» Consignes
**a.** D'après le texte cité, pourquoi tout le monde ne peut-il pas accéder à la plateforme Films4Schools alors qu'elle est gratuite ? Répondez en une à trois phrases.
**b.** Recopiez fidèlement le passage du texte cité qui va de « Si la plateforme » jusqu'à « et leurs élèves. » inclus.

» Texte cité
● ● ● ●
La plateforme Films4Schools s’emploie à une autre tactique de valorisation du patrimoine. (photo Adobe Stock)

Projet porté par la Filmakademie, avec le soutien des ministères de l’Éducation nationale et de la Culture, la plateforme Films4Schools entend valoriser la valeur pédagogique du cinéma luxembourgeois en faisant entrer les films dans les écoles.

À la question «le cinéma luxembourgeois a-t-il une valeur éducative ?», les ministères de la Culture et de l’Éducation nationale, de l’Enfance et de la Jeunesse n’ont pas répondu par les mots, mais par les actes. Et ont lancé, fin octobre, la plateforme de streaming Films4Schools. Son but : mettre à la disposition des enseignants du pays des œuvres de la (co)production nationale ayant un intérêt pédagogique ou culturel afin de les étudier avec leurs élèves.

Si la plateforme est gratuite, «tout le monde ne peut pas y avoir accès», souligne d’emblée Yann Tonnar, le président de la Filmakademie, ASBL dont le but est d’encourager et de promouvoir la création cinématographique luxembourgeoise, à l’origine du projet Films4Schools. En effet, les 24 films déjà disponibles, chacun accompagné de son dossier pédagogique, ont vocation à être vus, analysés et discutés par les enseignants des classes fondamentales et secondaires et leurs élèves.

« Potentiel pédagogique » de nombreux films luxembourgeois

«C’est bien sûr aux enseignants de voir ce qu’ils souhaitent faire de cet outil», poursuit Yann Tonnar, précisant qu’ils peuvent y avoir accès simplement grâce à leur code IAM. Car, outre les films qui ont un lien avec les sujets étudiés dans le programme scolaire, la plateforme propose aussi des œuvres qui font écho à des questions de société, abordées à l’école mais rarement en profondeur, comme la migration (thème du documentaire Mos Stellarium (2015), de Karolina Markiewicz et Pascal Piron), l’émancipation des femmes (Histoire(s) de femme(s) (2018), d’Anne Schroeder) ou le racisme et le colonialisme (Schwaarze Mann (2017), de Fränz Häusemer, et Ma vie au Congo (2001), de Paul Kieffer et Marc Thiel).

Autant de films qui font le portrait historique et social du Luxembourg, en même temps qu’ils se posent comme des œuvres représentatives du cinéma national. Pour le président de la Filmakademie, «la production luxembourgeoise est en lien avec de nombreux sujets d’actualité, de société et historiques, et il faut le faire valoir».
● ● ● ●
» Données fournies
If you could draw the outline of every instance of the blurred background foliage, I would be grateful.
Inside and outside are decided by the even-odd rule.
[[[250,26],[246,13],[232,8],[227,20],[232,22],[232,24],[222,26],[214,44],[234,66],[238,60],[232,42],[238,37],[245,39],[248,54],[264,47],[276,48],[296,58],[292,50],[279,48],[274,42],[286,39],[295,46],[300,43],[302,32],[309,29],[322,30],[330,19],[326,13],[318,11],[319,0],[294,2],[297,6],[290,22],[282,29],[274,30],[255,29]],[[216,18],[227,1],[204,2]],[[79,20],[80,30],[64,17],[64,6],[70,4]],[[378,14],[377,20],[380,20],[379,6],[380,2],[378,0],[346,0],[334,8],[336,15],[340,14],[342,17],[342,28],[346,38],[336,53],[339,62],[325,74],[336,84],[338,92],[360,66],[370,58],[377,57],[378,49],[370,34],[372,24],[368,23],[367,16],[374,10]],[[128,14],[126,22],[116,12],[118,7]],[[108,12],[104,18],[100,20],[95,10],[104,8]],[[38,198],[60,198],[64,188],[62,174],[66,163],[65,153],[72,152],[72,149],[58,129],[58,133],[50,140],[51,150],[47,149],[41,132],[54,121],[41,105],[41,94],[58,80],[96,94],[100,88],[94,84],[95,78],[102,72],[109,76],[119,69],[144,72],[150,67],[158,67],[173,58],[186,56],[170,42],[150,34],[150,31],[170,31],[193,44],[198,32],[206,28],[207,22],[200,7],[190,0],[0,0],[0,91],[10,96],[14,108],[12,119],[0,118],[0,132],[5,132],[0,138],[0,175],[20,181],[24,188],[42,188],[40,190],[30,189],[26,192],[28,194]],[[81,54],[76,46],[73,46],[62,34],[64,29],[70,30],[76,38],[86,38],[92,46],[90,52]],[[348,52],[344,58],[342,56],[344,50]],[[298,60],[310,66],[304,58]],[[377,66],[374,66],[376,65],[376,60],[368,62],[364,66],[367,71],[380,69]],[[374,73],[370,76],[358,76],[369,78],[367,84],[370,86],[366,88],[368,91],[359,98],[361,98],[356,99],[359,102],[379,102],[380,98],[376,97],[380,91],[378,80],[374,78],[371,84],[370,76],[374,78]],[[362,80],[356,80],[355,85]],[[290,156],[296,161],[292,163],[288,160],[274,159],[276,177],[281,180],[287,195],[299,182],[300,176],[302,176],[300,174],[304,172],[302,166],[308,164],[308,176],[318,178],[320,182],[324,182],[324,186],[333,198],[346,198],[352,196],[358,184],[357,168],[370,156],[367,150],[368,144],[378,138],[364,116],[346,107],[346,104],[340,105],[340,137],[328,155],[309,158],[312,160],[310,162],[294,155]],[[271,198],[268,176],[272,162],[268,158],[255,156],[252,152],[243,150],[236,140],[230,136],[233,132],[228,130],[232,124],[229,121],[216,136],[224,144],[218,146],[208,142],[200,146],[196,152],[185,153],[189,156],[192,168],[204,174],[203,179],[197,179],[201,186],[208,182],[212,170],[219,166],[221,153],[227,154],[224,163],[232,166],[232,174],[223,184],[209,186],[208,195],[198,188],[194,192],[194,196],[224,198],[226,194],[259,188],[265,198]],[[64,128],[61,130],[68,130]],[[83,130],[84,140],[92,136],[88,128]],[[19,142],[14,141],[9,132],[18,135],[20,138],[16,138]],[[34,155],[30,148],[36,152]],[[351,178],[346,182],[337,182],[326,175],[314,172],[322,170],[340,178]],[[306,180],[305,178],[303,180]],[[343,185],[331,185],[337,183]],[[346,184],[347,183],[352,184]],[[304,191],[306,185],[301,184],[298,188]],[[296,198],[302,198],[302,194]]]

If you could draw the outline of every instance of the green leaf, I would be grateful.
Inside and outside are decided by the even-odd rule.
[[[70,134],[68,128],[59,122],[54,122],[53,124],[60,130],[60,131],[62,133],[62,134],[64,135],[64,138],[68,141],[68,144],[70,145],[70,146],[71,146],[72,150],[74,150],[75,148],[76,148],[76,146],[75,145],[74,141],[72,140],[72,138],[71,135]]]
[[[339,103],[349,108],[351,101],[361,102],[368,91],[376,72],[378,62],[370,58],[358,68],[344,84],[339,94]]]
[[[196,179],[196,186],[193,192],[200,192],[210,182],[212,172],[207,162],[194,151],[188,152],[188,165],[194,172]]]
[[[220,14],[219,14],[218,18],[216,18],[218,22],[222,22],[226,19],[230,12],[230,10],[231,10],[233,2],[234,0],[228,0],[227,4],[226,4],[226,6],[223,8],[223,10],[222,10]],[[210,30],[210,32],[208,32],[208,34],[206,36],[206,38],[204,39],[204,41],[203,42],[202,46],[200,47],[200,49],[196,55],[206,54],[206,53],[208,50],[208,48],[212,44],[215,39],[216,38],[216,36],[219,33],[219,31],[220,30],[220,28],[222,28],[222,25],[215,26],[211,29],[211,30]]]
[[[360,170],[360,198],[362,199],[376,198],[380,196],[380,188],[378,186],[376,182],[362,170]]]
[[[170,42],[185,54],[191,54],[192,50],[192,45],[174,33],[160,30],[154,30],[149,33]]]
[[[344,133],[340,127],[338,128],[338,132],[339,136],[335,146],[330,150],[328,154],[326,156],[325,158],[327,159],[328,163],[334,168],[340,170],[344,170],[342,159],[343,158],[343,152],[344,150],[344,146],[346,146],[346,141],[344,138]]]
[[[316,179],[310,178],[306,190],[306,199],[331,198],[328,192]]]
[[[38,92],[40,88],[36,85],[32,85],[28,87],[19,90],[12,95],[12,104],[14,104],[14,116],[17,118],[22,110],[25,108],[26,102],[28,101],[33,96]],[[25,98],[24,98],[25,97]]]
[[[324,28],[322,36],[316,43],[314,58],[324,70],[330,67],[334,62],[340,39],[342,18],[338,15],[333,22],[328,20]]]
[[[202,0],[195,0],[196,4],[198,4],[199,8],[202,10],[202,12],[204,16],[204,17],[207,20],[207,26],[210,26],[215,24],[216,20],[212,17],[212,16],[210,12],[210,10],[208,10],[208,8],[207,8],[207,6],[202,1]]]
● ● ● ●
» Réponses fournies
**a.** Les 24 films disponibles, chacun accompagné de son dossier pédagogique, ont vocation à être vus, analysés et discutés par les enseignants des classes fondamentales et secondaires et par leurs élèves. L'accès est donc réservé aux enseignants, qui se connectent grâce à leur code IAM.

**b.**
Si la plateforme est gratuite, «tout le monde ne peut pas y avoir accès», souligne d’emblée Yann Tonnar, le président de la Filmakademie, ASBL dont le but est d’encourager et de promouvoir la création cinématographique luxembourgeoise, à l’origine du projet Films4Schools. En effet, les 24 films déjà disponibles, chacun accompagné de son dossier pédagogique, ont vocation à être vus, analysés et discutés par les enseignants des classes fondamentales et secondaires et leurs élèves.